● Task
Rewrite the data as a numbered list, starting from its first line and ending with the line that contains "[228,21,488,414]", both included. Omit blank lines and leave the pictures out.

● Rows of box annotation data

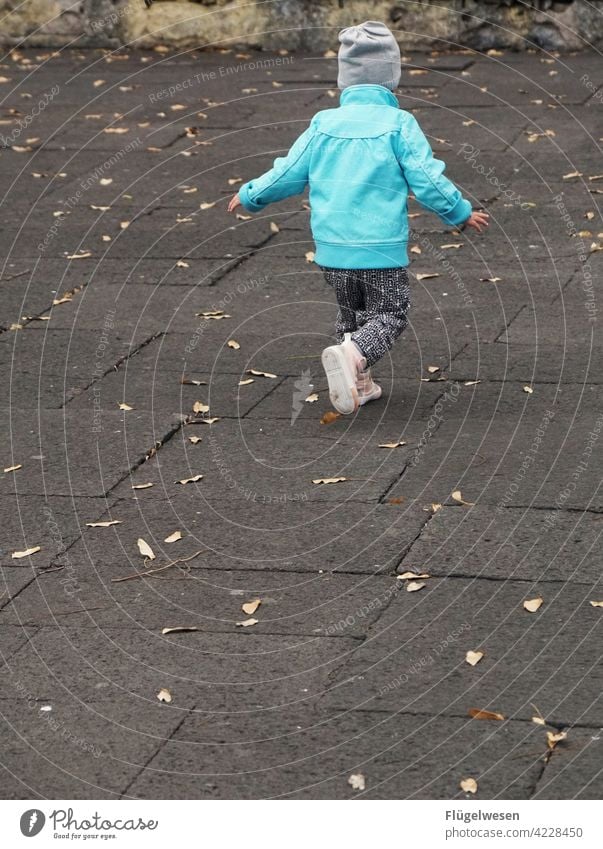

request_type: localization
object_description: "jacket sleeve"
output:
[239,125,314,212]
[398,114,472,227]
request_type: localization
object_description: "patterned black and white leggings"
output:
[321,266,410,366]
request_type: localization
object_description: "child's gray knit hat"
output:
[337,21,400,91]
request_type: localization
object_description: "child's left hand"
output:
[228,194,241,212]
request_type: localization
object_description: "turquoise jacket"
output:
[239,85,471,268]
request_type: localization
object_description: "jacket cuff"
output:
[441,197,473,227]
[238,183,264,212]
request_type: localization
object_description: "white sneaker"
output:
[356,368,383,407]
[321,333,366,416]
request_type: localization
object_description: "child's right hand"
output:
[465,209,490,233]
[228,193,241,212]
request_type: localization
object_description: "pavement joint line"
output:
[494,304,527,345]
[0,575,38,612]
[117,705,194,799]
[379,360,469,504]
[394,512,435,574]
[57,330,165,410]
[102,421,185,498]
[241,375,288,421]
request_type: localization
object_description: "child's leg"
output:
[352,268,410,366]
[322,268,366,342]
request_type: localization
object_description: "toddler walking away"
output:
[228,21,488,414]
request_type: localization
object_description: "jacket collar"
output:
[339,85,398,107]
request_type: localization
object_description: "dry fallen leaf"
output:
[86,519,122,528]
[468,708,504,721]
[320,410,341,424]
[452,489,475,507]
[312,478,347,484]
[180,377,207,386]
[11,545,42,560]
[348,772,366,790]
[136,537,155,560]
[546,731,567,749]
[247,368,278,380]
[174,475,203,486]
[164,531,182,542]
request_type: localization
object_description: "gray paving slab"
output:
[129,711,544,800]
[0,407,180,497]
[0,625,37,667]
[398,505,603,593]
[0,625,359,719]
[320,578,603,726]
[450,339,603,384]
[108,410,405,502]
[33,496,428,580]
[0,490,108,574]
[390,383,601,510]
[0,568,401,641]
[0,48,603,799]
[533,728,601,799]
[0,692,191,799]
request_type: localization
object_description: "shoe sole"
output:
[358,389,383,407]
[321,345,358,416]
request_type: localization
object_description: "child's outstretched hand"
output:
[228,194,241,212]
[465,209,490,233]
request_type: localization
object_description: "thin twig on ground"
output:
[111,548,209,584]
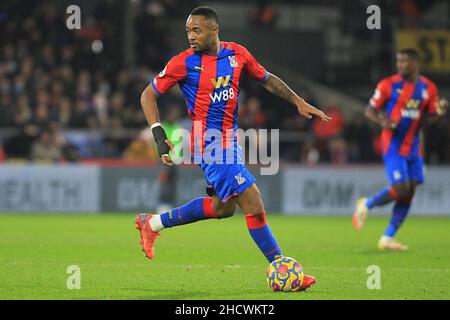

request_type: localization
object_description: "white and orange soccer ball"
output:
[266,256,305,292]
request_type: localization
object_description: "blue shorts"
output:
[200,163,256,202]
[384,153,425,184]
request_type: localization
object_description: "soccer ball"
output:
[266,256,305,292]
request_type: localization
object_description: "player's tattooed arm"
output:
[141,85,173,166]
[263,73,331,121]
[426,98,449,124]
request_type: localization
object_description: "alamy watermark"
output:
[66,265,81,290]
[366,265,381,290]
[66,4,81,30]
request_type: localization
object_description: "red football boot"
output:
[136,213,159,259]
[298,274,316,291]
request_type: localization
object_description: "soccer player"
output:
[353,48,448,250]
[136,7,329,290]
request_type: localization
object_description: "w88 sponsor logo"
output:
[402,109,420,120]
[209,88,234,103]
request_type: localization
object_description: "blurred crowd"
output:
[0,0,450,164]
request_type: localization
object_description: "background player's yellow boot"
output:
[378,236,408,251]
[353,198,369,231]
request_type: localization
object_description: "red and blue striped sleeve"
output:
[369,78,392,110]
[241,46,269,80]
[152,55,186,94]
[426,81,439,114]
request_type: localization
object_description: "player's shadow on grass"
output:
[127,289,271,300]
[353,248,410,256]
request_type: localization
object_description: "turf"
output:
[0,214,450,300]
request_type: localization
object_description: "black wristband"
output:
[152,125,170,157]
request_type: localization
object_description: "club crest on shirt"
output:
[422,89,428,100]
[159,66,167,78]
[234,173,247,185]
[228,56,238,68]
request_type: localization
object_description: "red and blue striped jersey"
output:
[369,74,438,156]
[152,42,268,149]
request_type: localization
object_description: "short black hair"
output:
[190,6,219,24]
[397,48,420,61]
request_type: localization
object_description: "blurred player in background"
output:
[353,49,448,250]
[136,7,330,290]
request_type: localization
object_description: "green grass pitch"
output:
[0,214,450,300]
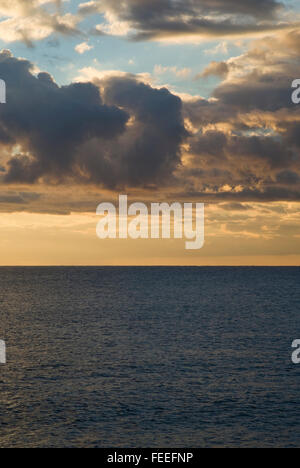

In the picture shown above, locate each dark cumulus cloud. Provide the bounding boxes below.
[89,0,284,40]
[181,30,300,202]
[0,51,187,188]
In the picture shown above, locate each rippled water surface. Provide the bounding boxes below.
[0,268,300,448]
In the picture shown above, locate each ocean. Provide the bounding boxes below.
[0,267,300,448]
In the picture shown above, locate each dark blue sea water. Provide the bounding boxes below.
[0,268,300,448]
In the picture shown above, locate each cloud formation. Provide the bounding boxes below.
[0,51,187,188]
[0,0,80,47]
[80,0,298,40]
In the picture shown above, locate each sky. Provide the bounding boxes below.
[0,0,300,266]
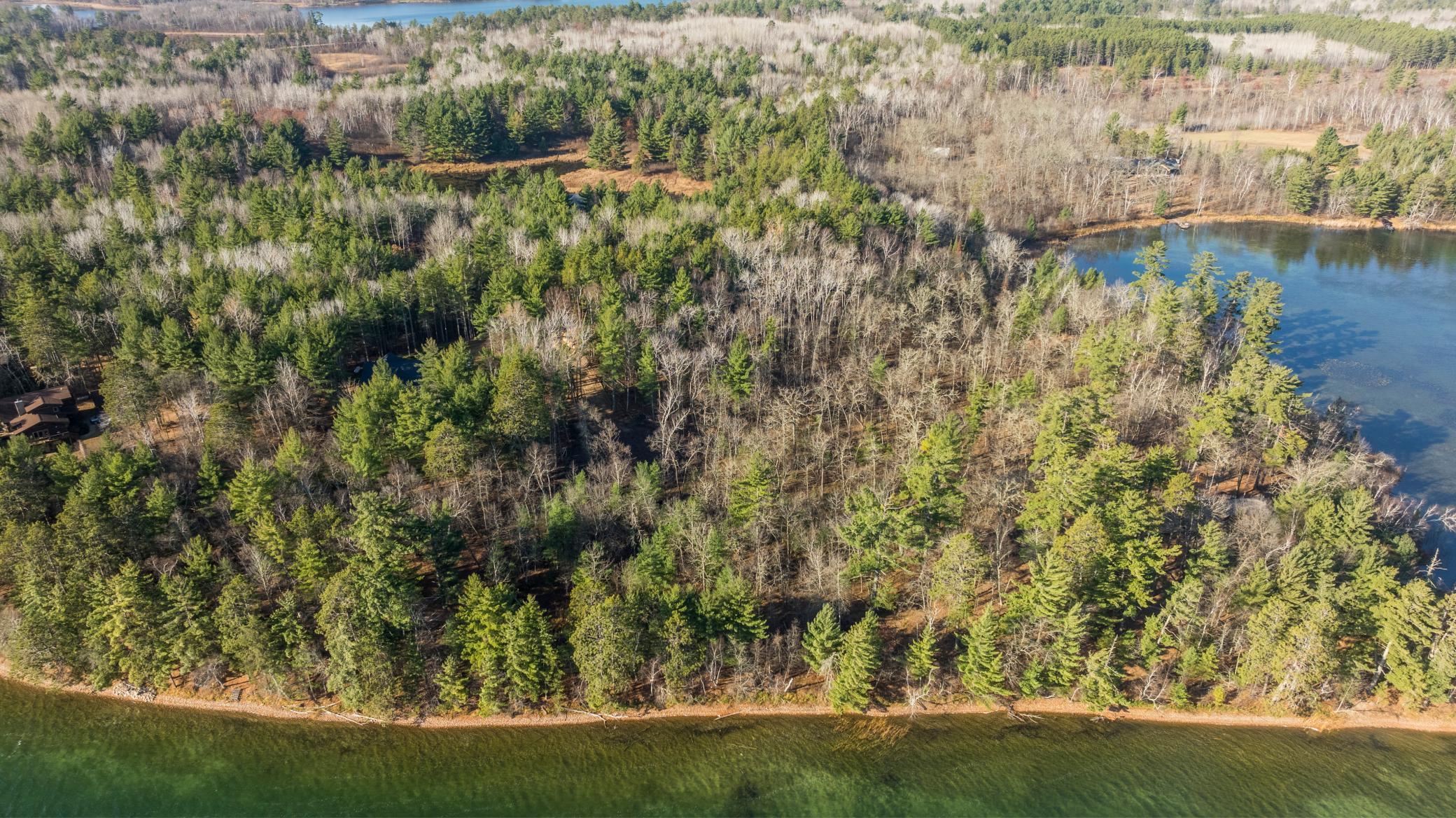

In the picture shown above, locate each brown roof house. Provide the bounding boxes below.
[0,386,92,441]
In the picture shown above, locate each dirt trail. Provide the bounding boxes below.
[11,663,1456,733]
[1049,212,1456,242]
[414,140,713,197]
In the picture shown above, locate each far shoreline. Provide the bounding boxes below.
[0,661,1456,733]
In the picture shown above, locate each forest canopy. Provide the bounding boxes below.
[0,1,1456,714]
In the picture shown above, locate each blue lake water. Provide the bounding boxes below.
[1072,223,1456,576]
[303,0,627,26]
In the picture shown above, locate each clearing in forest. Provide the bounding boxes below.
[313,51,405,76]
[1182,128,1370,159]
[415,140,713,197]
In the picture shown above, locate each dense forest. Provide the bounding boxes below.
[0,1,1456,714]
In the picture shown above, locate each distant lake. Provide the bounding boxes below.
[313,0,627,27]
[0,680,1456,817]
[1072,223,1456,579]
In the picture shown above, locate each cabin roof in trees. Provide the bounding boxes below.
[0,386,90,440]
[1112,155,1182,176]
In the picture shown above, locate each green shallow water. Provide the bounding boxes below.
[0,683,1456,815]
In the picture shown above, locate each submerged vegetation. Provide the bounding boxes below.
[0,3,1456,713]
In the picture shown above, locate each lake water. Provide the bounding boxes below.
[310,0,627,26]
[1072,223,1456,570]
[0,681,1456,815]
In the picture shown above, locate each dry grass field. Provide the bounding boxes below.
[1181,128,1370,159]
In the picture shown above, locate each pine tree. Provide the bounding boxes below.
[587,102,627,170]
[447,574,511,709]
[904,415,967,534]
[88,560,170,687]
[597,293,634,389]
[636,339,661,398]
[20,113,55,165]
[957,606,1011,700]
[491,349,552,445]
[708,568,769,645]
[569,579,639,709]
[227,457,278,524]
[1309,125,1345,169]
[505,597,562,702]
[1147,123,1173,157]
[435,653,470,713]
[906,621,938,683]
[801,602,844,678]
[661,609,708,693]
[728,451,779,525]
[425,420,473,480]
[325,119,349,167]
[829,611,879,713]
[1080,648,1127,710]
[274,427,313,478]
[197,448,227,505]
[677,131,704,179]
[718,333,754,401]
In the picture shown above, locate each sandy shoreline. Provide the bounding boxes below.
[1047,212,1456,242]
[0,664,1456,733]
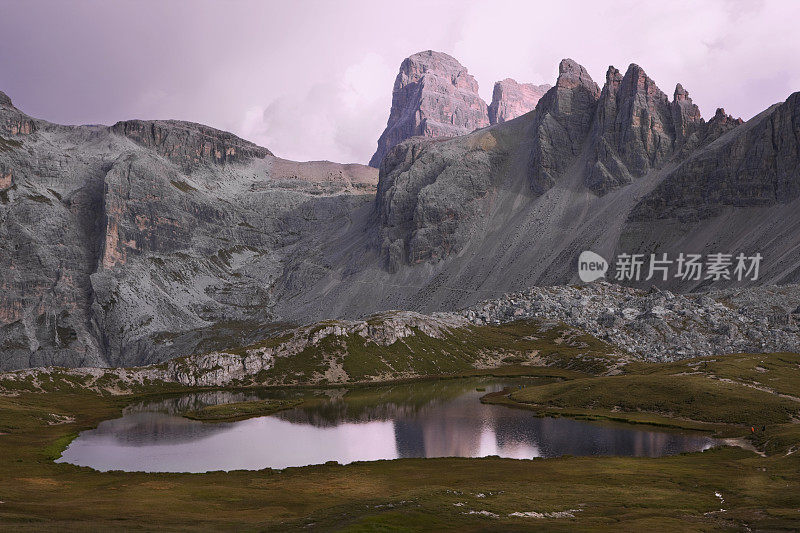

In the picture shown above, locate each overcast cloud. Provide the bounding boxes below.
[0,0,800,163]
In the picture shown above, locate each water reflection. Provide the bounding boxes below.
[59,380,715,472]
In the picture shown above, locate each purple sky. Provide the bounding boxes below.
[0,0,800,163]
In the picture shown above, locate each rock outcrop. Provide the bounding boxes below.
[0,98,377,368]
[0,54,800,368]
[489,78,551,124]
[369,50,489,168]
[111,120,272,172]
[528,59,600,194]
[464,282,800,361]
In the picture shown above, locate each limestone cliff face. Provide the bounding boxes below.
[111,120,272,172]
[369,50,489,168]
[489,78,551,124]
[0,54,800,373]
[0,98,377,368]
[528,59,600,194]
[376,56,800,294]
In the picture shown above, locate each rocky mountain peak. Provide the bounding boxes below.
[489,78,552,124]
[672,83,703,149]
[556,59,600,95]
[584,63,680,195]
[603,65,622,95]
[369,50,489,167]
[528,59,600,194]
[672,83,691,102]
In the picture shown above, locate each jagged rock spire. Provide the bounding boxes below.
[369,50,489,167]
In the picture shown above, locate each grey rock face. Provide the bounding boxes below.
[489,78,551,124]
[0,103,377,368]
[376,134,497,271]
[369,50,489,168]
[111,120,272,172]
[463,282,800,361]
[376,60,800,300]
[0,54,800,368]
[528,59,600,194]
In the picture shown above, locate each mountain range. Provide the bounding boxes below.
[0,51,800,369]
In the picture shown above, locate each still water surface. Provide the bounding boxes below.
[58,380,716,472]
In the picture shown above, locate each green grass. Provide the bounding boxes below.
[183,400,303,422]
[0,383,800,531]
[511,374,800,426]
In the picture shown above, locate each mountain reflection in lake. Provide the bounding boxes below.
[58,380,715,472]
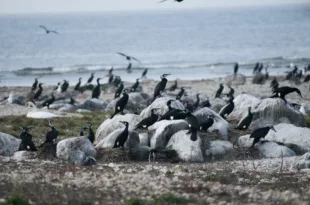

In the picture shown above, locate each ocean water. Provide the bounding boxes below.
[0,4,310,86]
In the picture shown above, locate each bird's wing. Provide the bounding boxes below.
[117,52,127,57]
[39,25,48,31]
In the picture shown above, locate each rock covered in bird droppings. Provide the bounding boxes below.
[167,130,204,162]
[0,132,21,156]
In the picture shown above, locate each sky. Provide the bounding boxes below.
[0,0,310,14]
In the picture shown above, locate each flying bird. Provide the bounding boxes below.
[39,25,59,34]
[117,52,141,64]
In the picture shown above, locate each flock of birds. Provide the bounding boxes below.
[15,60,310,155]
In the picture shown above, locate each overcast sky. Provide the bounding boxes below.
[0,0,310,14]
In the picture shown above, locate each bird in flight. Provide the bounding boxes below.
[39,25,58,34]
[117,52,141,64]
[158,0,183,4]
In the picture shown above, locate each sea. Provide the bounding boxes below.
[0,4,310,86]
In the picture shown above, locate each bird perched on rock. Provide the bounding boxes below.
[186,112,200,141]
[18,127,38,151]
[250,126,276,147]
[153,74,170,100]
[39,120,59,147]
[235,107,253,130]
[219,97,235,119]
[135,108,159,129]
[113,121,129,148]
[110,89,129,119]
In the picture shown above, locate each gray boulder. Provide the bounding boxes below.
[295,152,310,170]
[95,114,142,143]
[194,107,229,140]
[167,130,204,162]
[250,98,306,129]
[56,137,97,165]
[148,120,188,149]
[140,97,185,119]
[0,132,21,156]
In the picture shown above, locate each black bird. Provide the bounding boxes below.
[250,126,276,147]
[33,83,43,100]
[215,83,224,98]
[113,121,129,148]
[141,68,148,78]
[169,80,178,91]
[110,89,129,119]
[186,112,200,141]
[176,87,185,100]
[31,78,38,90]
[235,107,253,130]
[271,86,303,102]
[74,78,82,91]
[92,78,101,99]
[80,127,87,137]
[135,108,158,129]
[39,120,59,147]
[153,74,170,100]
[234,63,239,76]
[219,97,235,119]
[42,93,55,109]
[117,53,141,64]
[18,127,38,151]
[87,73,95,83]
[200,115,214,131]
[88,123,95,143]
[130,78,140,92]
[126,62,132,73]
[61,80,69,93]
[114,82,124,99]
[39,25,58,34]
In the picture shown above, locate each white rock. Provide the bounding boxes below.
[95,114,142,143]
[140,97,185,119]
[148,120,188,149]
[167,130,203,162]
[205,140,233,156]
[56,137,97,165]
[194,107,229,140]
[0,132,21,156]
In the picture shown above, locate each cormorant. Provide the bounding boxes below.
[42,93,55,109]
[200,115,214,131]
[219,97,235,119]
[87,73,95,84]
[250,126,276,147]
[114,82,124,99]
[92,78,101,98]
[153,74,170,100]
[18,127,38,151]
[135,108,158,129]
[215,83,224,98]
[141,68,147,78]
[88,123,95,143]
[39,120,59,147]
[33,83,43,100]
[176,87,185,100]
[61,80,69,93]
[110,89,129,119]
[186,112,200,141]
[117,52,141,64]
[74,78,82,91]
[169,80,178,91]
[39,25,58,34]
[113,121,129,148]
[271,86,303,102]
[130,78,140,92]
[235,107,253,130]
[31,78,38,90]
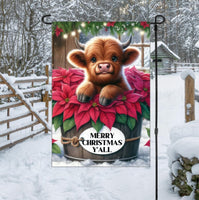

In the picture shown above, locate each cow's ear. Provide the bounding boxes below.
[67,50,87,68]
[123,47,140,65]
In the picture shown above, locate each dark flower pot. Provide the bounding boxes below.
[61,115,142,163]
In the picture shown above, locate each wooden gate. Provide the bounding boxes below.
[0,66,51,150]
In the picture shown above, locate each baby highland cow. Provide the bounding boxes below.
[67,37,139,106]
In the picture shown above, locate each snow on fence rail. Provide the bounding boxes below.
[158,63,199,74]
[0,66,51,150]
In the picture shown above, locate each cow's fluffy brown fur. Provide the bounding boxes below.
[68,37,139,105]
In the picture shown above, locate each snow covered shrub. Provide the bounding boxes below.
[168,121,199,200]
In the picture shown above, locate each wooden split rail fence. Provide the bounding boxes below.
[0,66,51,150]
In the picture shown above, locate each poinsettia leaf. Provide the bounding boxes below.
[115,114,127,124]
[52,143,61,154]
[63,117,75,132]
[52,102,64,117]
[53,114,63,130]
[140,103,150,120]
[146,128,150,137]
[91,119,104,133]
[127,117,136,130]
[75,112,90,130]
[100,112,116,130]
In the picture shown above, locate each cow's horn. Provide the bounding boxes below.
[122,35,132,49]
[75,38,85,50]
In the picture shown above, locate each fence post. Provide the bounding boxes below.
[185,75,195,122]
[31,69,34,131]
[7,70,11,140]
[45,65,49,133]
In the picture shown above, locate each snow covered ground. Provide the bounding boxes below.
[0,73,199,200]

● Answer in full
1. request_type: localization
2. object_description: "jacket sleeve"
3. output:
4. [239,125,314,212]
5. [398,114,472,227]
6. request_type: localization
7. object_description: "patterned black and white leggings"
8. output:
9. [321,266,410,366]
10. request_type: localization
11. object_description: "child's gray knit hat"
12. output:
13. [337,21,400,91]
14. request_type: localization
15. object_description: "child's left hand"
16. output:
17. [228,194,241,212]
18. request_type: localization
19. object_description: "turquoise jacket"
20. output:
21. [239,85,471,268]
22. request_type: localization
23. object_description: "jacket cuff"
24. output:
25. [441,197,473,227]
26. [238,183,264,212]
27. request_type: localization
28. object_description: "white sneaker"
29. output:
30. [356,368,383,407]
31. [321,333,366,416]
32. request_type: localization
33. object_description: "child's right hand"
34. output:
35. [465,209,490,233]
36. [228,193,241,212]
37. request_type: localization
38. object_description: "pavement joint line"
39. output:
40. [494,304,527,345]
41. [0,575,38,612]
42. [117,705,194,799]
43. [379,360,469,504]
44. [394,512,435,574]
45. [57,330,165,410]
46. [102,421,185,498]
47. [241,375,288,421]
48. request_type: localization
49. object_description: "child's leg"
50. output:
51. [352,268,410,366]
52. [322,268,366,342]
53. request_type: localization
54. object_description: "toddler walking away"
55. output:
56. [228,21,488,414]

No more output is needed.